**Seçilmiş Bölüm**
Eğitimci ve Yazar Dr. Ercan ÖZÇELİK ile yaptığımız söyleşiye devam ediyoruz…
AY: İslam dinimizde; kul hakkı, israf, dedikodu vb. yasaklanmış ama son yıllarda hepsi de çok fazlalaştı. Görüşlerinizi alabilir miyiz?
ÖZÇELİK İslam dini güzel örneklerle yaşanarak öğretilmesi gereken bir değerler sistemidir. Kişinin ahlak boyutuyla mükemmeli hedeflemesini ve gayret etmesini öğütler. Zaten Sevgili Peygamberimiz de “Ben güzel ahlakı tamamlamak için gönderildim” veciz ifadesiyle bu durumu tescil etmiştir. Günümüzde şuurlu ailelerin sayısı ve mevcut olanların da evlatları üzerinde etkisi oldukça azaldı. Milli Eğitim sistemi temelden bozuk olduğu için yüksek nitelikli, ahlaklı ve değerleriyle barışık nesiller üretemiyor. Kendisine düzgün teslim edilenleri de yoldan çıkarıyor. Medyada yer alan lüks tüketim ve şehvet avcısı yapımların hemen hepsinde hayallere ulaşabilmek için yalan söylemenin, insanları kandırmanın, evliliklerde aldatmanın, engelle karşılaşıldığında şiddete başvurmanın normal veya tek yol olduğu algısı sürekli işleniyor. Başkalarının sorun ve sıkıntıları eğlence malzemesi yapılıyor. Devlet kurumları bile vergilerini düzenli ödeyen vatandaşları adeta enayi durumuna koyarcasına, sürekli vergi afları borç silmeler vb. teşvikleri uyguluyor. Dürüst ve borcuna sadık kişiler adeta cezalandırılıyor. Kayıt dışı çalışmaya veya çalıştırmaya sevk ediyor. Boşandığı kocasından aldığı süresiz nafakanın kesilmemesi için başka bir erkekle nikâhsız beraberlik yaşayan kadınlarımız dahi var. Anlayacağınız toplumsal düzeyde yaşadığımız ahlaki çöküşün ve yozlaşmanın tamamından yine bizler sorumluyuz. İslam dininin emir ve yasakları yıldızlar gibi açık ve parlak şekilde dururken üzerimize örtü çekip karanlığa dalanlar bizleriz. Bizler ve kurduğumuz düzenler sorunlu. Asr-ı Saadet döneminde insanlığı zirveye çıkaran, Avrupa kıtası derin bir cehalet içinde boğulurken Endülüs’ten başlayarak bilim ve medeniyeti taşıyan, pozitif bilimlerin birçok alanında kâşif ve kurucu teorisyen olan âlimleriyle bilim dünyasına altın harflerle yazdıran İslam dini ile bugünkü İslam dini temelde hep aynıydı. Farkı bizim umarsızlığımız ve hayatımızdan kaldırmamızdır.

**Görev Kayıtları**
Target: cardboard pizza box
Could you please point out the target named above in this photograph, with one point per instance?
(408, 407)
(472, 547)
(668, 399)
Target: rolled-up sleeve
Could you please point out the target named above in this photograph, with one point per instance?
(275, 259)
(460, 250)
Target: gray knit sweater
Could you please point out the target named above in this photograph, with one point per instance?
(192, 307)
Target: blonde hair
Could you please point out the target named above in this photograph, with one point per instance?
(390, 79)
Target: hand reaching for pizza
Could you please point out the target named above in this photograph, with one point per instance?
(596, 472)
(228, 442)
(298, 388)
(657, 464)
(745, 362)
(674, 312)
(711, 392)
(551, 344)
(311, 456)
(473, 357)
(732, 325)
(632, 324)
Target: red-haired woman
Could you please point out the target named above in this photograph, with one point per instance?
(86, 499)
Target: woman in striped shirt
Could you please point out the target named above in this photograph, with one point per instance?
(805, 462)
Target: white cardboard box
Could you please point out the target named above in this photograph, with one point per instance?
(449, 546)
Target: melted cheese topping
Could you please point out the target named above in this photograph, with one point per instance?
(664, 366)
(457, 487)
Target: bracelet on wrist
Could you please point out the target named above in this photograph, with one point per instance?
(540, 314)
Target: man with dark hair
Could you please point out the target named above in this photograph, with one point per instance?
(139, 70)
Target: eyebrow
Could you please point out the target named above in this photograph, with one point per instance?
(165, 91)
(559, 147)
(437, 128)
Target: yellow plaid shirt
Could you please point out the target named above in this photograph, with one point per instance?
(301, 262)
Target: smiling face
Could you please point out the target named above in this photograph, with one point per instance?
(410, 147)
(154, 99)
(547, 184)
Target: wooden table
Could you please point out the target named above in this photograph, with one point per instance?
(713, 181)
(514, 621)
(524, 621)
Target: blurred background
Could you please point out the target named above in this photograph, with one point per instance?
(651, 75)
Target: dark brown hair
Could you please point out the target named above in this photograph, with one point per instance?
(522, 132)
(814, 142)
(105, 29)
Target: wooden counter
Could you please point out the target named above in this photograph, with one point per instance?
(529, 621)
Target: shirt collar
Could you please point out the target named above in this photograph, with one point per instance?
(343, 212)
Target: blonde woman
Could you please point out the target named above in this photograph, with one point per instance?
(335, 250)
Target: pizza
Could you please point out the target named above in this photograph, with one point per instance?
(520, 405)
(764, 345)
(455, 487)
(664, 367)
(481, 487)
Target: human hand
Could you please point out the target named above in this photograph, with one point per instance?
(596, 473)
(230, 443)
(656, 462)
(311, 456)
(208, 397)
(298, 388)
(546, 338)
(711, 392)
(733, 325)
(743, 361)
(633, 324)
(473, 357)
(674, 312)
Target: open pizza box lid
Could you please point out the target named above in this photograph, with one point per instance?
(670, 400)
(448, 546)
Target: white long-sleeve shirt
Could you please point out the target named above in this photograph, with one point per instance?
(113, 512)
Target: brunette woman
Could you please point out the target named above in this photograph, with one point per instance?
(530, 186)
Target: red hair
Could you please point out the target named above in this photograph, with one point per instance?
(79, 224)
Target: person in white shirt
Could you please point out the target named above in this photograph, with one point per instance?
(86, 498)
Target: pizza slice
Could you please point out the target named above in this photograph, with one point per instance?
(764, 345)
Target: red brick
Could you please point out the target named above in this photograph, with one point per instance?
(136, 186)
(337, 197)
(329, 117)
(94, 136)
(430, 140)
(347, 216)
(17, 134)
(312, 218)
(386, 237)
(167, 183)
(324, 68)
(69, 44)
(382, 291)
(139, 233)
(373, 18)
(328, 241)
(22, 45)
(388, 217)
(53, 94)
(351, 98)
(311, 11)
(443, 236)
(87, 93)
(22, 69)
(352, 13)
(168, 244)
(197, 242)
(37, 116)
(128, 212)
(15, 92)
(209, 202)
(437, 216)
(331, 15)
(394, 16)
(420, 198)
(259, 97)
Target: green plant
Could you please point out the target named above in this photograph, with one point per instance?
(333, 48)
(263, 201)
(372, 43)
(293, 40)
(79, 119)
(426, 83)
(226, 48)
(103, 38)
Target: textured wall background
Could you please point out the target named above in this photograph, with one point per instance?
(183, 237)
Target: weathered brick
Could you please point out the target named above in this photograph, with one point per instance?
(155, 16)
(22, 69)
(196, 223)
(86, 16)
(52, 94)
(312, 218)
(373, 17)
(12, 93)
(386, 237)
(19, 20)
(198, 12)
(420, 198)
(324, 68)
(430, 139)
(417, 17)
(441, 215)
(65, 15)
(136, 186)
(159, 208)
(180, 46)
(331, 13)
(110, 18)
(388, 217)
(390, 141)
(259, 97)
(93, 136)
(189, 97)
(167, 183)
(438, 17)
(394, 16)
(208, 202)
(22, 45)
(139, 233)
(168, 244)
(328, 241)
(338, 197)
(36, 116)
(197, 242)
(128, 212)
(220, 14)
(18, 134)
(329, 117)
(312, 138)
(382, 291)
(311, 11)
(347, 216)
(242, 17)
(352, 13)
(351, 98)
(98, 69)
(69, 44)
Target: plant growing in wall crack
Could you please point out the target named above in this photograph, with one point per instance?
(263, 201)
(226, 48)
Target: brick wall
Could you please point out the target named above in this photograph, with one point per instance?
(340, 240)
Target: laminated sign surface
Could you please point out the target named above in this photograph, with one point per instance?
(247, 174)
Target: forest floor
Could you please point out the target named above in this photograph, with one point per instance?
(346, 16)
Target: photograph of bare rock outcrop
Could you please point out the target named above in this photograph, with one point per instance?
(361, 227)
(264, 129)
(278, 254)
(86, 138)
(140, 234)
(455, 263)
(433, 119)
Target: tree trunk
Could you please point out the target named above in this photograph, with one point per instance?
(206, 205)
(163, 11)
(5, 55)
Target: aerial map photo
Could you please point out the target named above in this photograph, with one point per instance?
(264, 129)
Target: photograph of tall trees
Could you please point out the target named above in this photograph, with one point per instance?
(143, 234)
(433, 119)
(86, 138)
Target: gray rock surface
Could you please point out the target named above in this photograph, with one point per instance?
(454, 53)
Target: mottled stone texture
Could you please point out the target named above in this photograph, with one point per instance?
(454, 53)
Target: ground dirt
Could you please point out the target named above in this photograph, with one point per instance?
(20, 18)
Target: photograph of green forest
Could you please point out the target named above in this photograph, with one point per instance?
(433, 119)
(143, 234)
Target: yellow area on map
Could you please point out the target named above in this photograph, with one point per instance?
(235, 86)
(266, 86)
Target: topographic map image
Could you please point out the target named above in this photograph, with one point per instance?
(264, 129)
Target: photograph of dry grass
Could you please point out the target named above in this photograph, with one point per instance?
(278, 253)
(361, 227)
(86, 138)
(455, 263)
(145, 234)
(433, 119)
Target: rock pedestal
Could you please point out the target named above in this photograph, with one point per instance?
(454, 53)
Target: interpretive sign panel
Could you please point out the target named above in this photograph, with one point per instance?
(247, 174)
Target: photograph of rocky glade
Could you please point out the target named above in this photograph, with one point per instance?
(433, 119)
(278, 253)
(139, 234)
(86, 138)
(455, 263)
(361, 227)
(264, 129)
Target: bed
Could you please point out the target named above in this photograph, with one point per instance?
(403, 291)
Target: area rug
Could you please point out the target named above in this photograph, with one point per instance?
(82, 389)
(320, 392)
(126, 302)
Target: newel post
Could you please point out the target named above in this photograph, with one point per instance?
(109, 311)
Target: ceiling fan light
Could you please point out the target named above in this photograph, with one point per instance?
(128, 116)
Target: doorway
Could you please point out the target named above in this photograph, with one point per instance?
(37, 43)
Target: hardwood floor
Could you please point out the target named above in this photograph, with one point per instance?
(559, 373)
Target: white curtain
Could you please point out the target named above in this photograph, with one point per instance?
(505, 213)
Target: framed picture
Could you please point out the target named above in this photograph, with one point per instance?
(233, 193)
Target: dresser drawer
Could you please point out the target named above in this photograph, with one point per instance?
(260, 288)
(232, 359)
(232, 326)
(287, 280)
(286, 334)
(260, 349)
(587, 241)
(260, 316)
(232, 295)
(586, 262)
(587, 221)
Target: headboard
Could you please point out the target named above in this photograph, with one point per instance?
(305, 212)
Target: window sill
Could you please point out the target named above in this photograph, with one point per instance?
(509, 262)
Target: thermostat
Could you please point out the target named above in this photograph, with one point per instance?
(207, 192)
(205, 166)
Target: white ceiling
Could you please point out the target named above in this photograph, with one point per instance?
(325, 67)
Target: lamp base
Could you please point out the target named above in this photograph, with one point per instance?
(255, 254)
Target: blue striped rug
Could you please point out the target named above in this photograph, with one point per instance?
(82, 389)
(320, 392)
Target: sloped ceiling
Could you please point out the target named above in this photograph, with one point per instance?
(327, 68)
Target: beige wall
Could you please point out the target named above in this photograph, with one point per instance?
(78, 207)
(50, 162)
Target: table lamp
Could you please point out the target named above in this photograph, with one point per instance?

**Yapılacak Çalışmalar**
1. Söyleşi metninin "Eğitimci ve Yazar" ile "Görüşlerinizi alabilir miyiz?" arasındaki kısmını, her ikisi de dâhil olmak üzere, "söyleşiye" yerine "röportaja" koyarak yeniden yazınız.
2. Kayıtlardan "surface" dizesini içeren bütün satırları çıkarınız; büyük-küçük harf ayrımı gözetilmelidir.

**Çözümlü Yanıtlar**
1.
Eğitimci ve Yazar Dr. Ercan ÖZÇELİK ile yaptığımız röportaja devam ediyoruz…
AY: İslam dinimizde; kul hakkı, israf, dedikodu vb. yasaklanmış ama son yıllarda hepsi de çok fazlalaştı. Görüşlerinizi alabilir miyiz?

2.
Target: laminated sign surface
Target: gray rock surface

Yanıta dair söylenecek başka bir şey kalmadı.